[Items from a data source]
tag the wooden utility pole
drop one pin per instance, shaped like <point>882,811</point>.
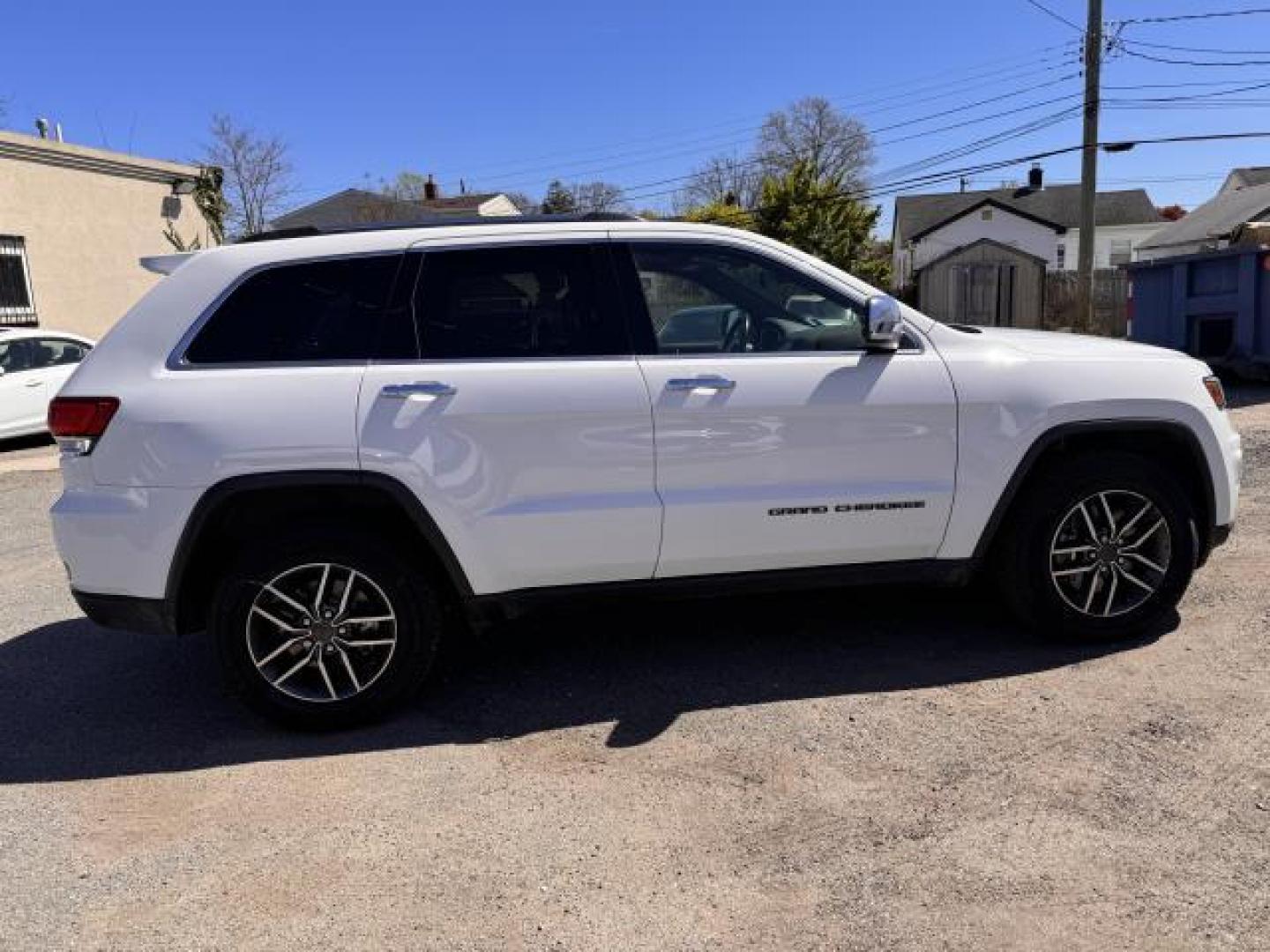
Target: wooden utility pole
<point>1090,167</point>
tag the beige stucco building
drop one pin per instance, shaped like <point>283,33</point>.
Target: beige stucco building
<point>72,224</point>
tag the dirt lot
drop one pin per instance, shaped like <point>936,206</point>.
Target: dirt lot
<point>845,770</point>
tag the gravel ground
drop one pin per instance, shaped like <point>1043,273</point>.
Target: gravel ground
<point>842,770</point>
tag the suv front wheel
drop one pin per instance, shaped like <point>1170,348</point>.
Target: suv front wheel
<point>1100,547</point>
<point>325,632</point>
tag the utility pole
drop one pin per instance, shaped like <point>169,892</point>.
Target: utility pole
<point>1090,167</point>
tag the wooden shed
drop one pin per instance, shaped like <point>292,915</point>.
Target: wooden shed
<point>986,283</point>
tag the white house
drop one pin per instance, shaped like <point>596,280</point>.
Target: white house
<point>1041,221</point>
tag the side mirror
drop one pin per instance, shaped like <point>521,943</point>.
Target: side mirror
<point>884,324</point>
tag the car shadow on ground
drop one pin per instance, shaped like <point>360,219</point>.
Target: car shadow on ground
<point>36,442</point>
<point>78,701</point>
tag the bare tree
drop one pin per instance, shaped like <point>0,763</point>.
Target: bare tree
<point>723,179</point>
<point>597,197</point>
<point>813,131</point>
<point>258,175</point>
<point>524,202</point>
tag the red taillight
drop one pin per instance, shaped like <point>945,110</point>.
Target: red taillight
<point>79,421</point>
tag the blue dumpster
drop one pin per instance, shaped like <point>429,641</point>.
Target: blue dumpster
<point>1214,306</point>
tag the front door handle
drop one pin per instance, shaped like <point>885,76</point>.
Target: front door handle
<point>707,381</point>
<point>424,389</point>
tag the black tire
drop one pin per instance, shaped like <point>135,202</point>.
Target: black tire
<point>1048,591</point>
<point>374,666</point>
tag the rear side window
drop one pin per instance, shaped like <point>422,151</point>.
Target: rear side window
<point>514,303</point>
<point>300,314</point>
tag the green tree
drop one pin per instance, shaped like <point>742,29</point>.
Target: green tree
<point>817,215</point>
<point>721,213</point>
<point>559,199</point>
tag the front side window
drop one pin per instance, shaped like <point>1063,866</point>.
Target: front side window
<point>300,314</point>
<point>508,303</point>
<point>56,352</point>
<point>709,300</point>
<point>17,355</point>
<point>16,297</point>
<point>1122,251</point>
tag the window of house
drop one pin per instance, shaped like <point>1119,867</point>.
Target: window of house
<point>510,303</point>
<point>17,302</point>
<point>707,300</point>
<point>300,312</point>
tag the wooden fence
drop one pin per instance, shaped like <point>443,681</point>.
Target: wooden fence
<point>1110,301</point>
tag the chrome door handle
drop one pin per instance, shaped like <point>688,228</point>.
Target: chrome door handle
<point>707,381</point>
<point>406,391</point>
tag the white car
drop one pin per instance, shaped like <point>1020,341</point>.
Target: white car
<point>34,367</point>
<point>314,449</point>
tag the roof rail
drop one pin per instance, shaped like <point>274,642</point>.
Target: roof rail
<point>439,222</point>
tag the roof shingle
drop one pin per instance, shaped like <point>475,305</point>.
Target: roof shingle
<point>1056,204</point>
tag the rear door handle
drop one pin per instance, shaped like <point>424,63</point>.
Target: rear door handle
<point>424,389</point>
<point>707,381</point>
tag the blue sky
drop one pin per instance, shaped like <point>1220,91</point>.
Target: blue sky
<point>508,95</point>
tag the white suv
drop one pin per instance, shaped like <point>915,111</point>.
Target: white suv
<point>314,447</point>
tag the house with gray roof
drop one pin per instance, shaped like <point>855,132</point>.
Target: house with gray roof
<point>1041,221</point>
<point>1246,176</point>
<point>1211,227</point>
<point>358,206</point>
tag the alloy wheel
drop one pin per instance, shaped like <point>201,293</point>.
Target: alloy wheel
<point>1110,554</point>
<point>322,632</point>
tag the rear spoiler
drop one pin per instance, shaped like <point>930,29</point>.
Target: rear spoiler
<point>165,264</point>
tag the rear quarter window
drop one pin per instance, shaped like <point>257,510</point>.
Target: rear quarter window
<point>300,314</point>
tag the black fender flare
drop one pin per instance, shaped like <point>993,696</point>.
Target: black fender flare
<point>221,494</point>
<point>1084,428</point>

» Exercise aim
Please reproduce the listing above with "drop one pin per instance" replaced by "place one pin per instance" everywhere and nothing else changed. Leave the pictures out of your answer.

» Solution to this task
tag the wooden utility pole
place one pin per instance, shaped like <point>882,811</point>.
Target: wooden utility pole
<point>1090,167</point>
tag the beige stucco building
place one pin per instance, shaped like <point>283,33</point>.
Target: beige stucco building
<point>72,224</point>
tag the dirt lot
place one pin per instance, shaped like <point>936,206</point>.
Target: dirt lot
<point>845,770</point>
tag the gravel ground
place one pin per instance, shaped like <point>1043,273</point>.
Target: gravel ground
<point>842,770</point>
tag the suv front wheel
place one pin per instance, shaped like <point>1170,348</point>.
Target: suv front wheel
<point>1100,547</point>
<point>325,632</point>
tag the utility pole
place one pin per instance, shaped like <point>169,892</point>.
Target: utility pole
<point>1090,167</point>
tag the wooden shed
place one pin per instance, shaped like <point>292,915</point>.
Target: wooden shed
<point>986,283</point>
tag the white house
place one pin per instance, shaped like <point>596,280</point>.
Target: white house
<point>1041,221</point>
tag the side mirror
place one pin per instance, shaped like <point>521,943</point>.
Target: side mirror
<point>884,324</point>
tag the car shadow on ground
place one pin per instance, shaped like <point>360,219</point>.
Target: car shadow on ground
<point>36,442</point>
<point>78,701</point>
tag the bare tree
place one pin per instance, shaped like <point>0,763</point>.
Target: bare tree
<point>723,179</point>
<point>597,197</point>
<point>813,131</point>
<point>258,175</point>
<point>524,202</point>
tag the red taillight
place one pin per instance, shaped like <point>945,110</point>.
Target: red taillight
<point>79,421</point>
tag the blue dumpster
place one pin per instance, shaped like <point>429,641</point>.
Target: blue dumpster
<point>1214,306</point>
tag the front door handle
place one pin per instance, shaped like <point>885,76</point>.
Target: front door handle
<point>707,381</point>
<point>424,389</point>
tag the black tire
place one pin per instance, shaped like <point>135,202</point>.
Target: black tire
<point>1048,591</point>
<point>374,666</point>
tag the rear side window
place one pin per instance, shaped like <point>422,151</point>.
Target: rear side window
<point>514,303</point>
<point>300,314</point>
tag the green tree
place one pin per instance, shaped like <point>742,29</point>.
Target: green tree
<point>817,215</point>
<point>721,213</point>
<point>559,199</point>
tag the front side window
place one pin per instance, shaped like <point>1063,866</point>.
Target: front side window
<point>300,314</point>
<point>508,303</point>
<point>56,352</point>
<point>709,300</point>
<point>17,355</point>
<point>16,297</point>
<point>1122,251</point>
tag the window of house
place one pin per instance, shaped like <point>1119,867</point>.
Target: window of house
<point>510,303</point>
<point>17,302</point>
<point>707,300</point>
<point>300,312</point>
tag the wooden fence
place one pin per instance, shaped like <point>443,681</point>.
Target: wooden fence
<point>1110,301</point>
tag the chrome door handle
place one pin per instance, shaped like <point>688,228</point>.
Target: chrome door handle
<point>707,381</point>
<point>406,391</point>
tag the white car
place one pin per instance, shaped like <point>1020,341</point>.
Target: white car
<point>34,367</point>
<point>314,449</point>
tag the roof rail
place one pin per instance, shaped like <point>274,642</point>.
Target: roof rail
<point>439,222</point>
tag the roof shingle
place one pin per instance, shaped like <point>475,305</point>.
Target: roof shingle
<point>1056,204</point>
tag the rear door handle
place one pin per instance, shaped like <point>424,63</point>.
Target: rear door handle
<point>424,389</point>
<point>707,381</point>
tag the blue sky
place one pin per instance, shaped like <point>1220,91</point>.
Target: blue sky
<point>508,95</point>
tag the white suv
place one pin per instance, shaped like <point>915,111</point>.
Target: white suv
<point>314,447</point>
tag the house with gray roof
place one pin per instance, shaped like <point>855,132</point>.
Target: house with gray roof
<point>1041,221</point>
<point>1246,176</point>
<point>1211,227</point>
<point>358,206</point>
tag the alloy wheel
place one pin per instance, shaped like <point>201,293</point>.
Target: alloy wheel
<point>1110,554</point>
<point>322,632</point>
tag the rear spoiler
place one pin per instance, shaped like <point>930,29</point>.
Target: rear spoiler
<point>165,264</point>
tag the rear quarter window
place one pin per instance, shaped like <point>257,510</point>.
Target: rear quarter window
<point>300,314</point>
tag the black fender flare
place one pin per instance, shaped like <point>993,696</point>.
Target: black fender flare
<point>221,494</point>
<point>1084,428</point>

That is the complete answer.